- _What needs to be done_
Transcribe the data below verbatim from the line with "Target: side mirror" to the line with "[point] silver minivan". Include both of those lines.

Stored data entries:
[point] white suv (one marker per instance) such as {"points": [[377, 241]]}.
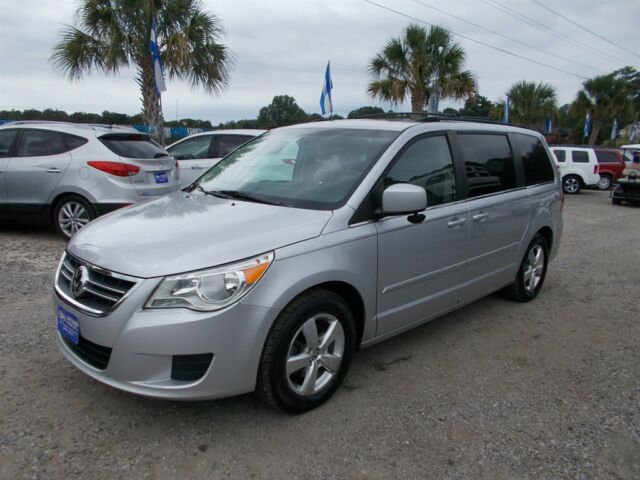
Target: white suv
{"points": [[578, 167], [68, 174]]}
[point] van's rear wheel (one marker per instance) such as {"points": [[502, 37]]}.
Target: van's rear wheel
{"points": [[571, 184], [307, 352], [70, 214], [532, 272], [605, 182]]}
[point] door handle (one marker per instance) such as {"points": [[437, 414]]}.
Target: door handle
{"points": [[456, 223]]}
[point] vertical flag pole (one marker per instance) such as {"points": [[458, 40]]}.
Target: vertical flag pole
{"points": [[326, 103]]}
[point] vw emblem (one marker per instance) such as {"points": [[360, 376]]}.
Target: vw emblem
{"points": [[79, 281]]}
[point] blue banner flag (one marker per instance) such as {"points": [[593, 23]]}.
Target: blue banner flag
{"points": [[326, 104], [156, 61], [587, 125], [505, 111]]}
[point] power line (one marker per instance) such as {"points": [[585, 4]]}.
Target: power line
{"points": [[506, 36], [499, 49], [541, 26], [564, 17]]}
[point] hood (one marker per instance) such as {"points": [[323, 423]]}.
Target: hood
{"points": [[184, 231]]}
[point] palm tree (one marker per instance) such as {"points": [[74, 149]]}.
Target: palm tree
{"points": [[419, 65], [530, 103], [109, 35], [606, 97]]}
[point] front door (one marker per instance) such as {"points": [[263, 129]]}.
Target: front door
{"points": [[421, 266], [7, 138]]}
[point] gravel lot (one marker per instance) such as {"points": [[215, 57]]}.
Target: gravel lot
{"points": [[497, 390]]}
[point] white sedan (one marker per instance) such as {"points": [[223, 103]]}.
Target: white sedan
{"points": [[197, 153]]}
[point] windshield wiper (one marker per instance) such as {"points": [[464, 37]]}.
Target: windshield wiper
{"points": [[235, 194], [213, 194]]}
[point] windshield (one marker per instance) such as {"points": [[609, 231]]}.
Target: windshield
{"points": [[314, 168]]}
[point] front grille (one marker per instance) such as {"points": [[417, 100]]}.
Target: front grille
{"points": [[102, 290], [95, 355], [190, 367]]}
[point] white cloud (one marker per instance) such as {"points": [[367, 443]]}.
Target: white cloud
{"points": [[282, 47]]}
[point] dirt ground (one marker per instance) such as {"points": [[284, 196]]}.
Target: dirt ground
{"points": [[496, 390]]}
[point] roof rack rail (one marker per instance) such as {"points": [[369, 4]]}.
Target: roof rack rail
{"points": [[71, 124], [432, 117]]}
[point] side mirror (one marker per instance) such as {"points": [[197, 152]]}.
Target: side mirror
{"points": [[403, 198]]}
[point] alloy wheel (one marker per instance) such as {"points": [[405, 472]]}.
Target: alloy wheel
{"points": [[604, 183], [72, 217], [315, 354], [571, 185], [534, 268]]}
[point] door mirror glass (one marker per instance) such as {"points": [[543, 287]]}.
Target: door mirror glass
{"points": [[403, 198]]}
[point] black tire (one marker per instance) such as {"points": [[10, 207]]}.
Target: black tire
{"points": [[273, 384], [519, 290], [76, 203], [571, 184], [605, 182]]}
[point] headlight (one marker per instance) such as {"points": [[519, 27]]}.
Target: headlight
{"points": [[208, 290]]}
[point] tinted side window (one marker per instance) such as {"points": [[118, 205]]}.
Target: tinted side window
{"points": [[579, 157], [6, 139], [607, 157], [192, 148], [133, 146], [536, 163], [228, 143], [428, 164], [38, 143], [74, 141], [488, 163]]}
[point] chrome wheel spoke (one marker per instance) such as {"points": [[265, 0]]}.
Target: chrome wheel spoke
{"points": [[298, 362], [310, 332], [330, 362], [330, 335], [311, 375]]}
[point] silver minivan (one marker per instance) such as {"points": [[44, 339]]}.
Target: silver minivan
{"points": [[301, 247]]}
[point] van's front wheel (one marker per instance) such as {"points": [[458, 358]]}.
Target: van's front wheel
{"points": [[531, 273], [307, 352]]}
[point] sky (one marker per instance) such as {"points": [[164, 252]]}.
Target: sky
{"points": [[282, 47]]}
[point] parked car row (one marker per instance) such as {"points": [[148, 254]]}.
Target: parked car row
{"points": [[582, 167], [67, 174]]}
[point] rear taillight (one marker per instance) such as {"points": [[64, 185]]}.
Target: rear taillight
{"points": [[115, 168]]}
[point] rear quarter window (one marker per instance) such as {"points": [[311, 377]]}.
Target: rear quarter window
{"points": [[133, 146], [607, 157], [560, 155], [537, 164], [579, 157], [40, 143]]}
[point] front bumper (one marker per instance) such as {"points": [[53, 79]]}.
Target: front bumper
{"points": [[144, 343]]}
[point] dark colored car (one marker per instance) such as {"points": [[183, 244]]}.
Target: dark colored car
{"points": [[610, 166]]}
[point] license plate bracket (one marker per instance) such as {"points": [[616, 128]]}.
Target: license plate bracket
{"points": [[68, 325], [161, 177]]}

- _Answer section_
Target: side mirror
{"points": [[403, 198]]}
[point] alloy wheel (one marker per instance) such as {"points": [[405, 472]]}.
Target: alloy wheel
{"points": [[604, 183], [72, 217], [315, 354], [571, 185], [534, 268]]}
[point] door mirror glass (one marker per instance) such as {"points": [[543, 287]]}.
Target: door mirror glass
{"points": [[403, 198]]}
[point] black tire (one marker per instance) such as {"points": [[10, 207]]}.
Target: black tire
{"points": [[273, 384], [519, 290], [76, 203], [571, 184], [605, 182]]}
[point] headlight (one marker per instance) such as {"points": [[519, 27]]}.
Target: headlight
{"points": [[208, 290]]}
[point] tinted side window (one marker per instance) such as {"points": [[118, 205]]}.
Target: tinted side window
{"points": [[579, 157], [6, 139], [607, 157], [192, 148], [133, 146], [536, 163], [228, 143], [428, 164], [38, 143], [74, 141], [488, 163]]}
[point] chrome wheel spoke (one marker per instance) such as {"points": [[265, 0]]}.
Target: chrome wheel spoke
{"points": [[298, 362], [310, 332], [330, 362], [330, 335], [311, 375]]}
[point] silver minivan (one marker per instance) such as {"points": [[44, 339]]}.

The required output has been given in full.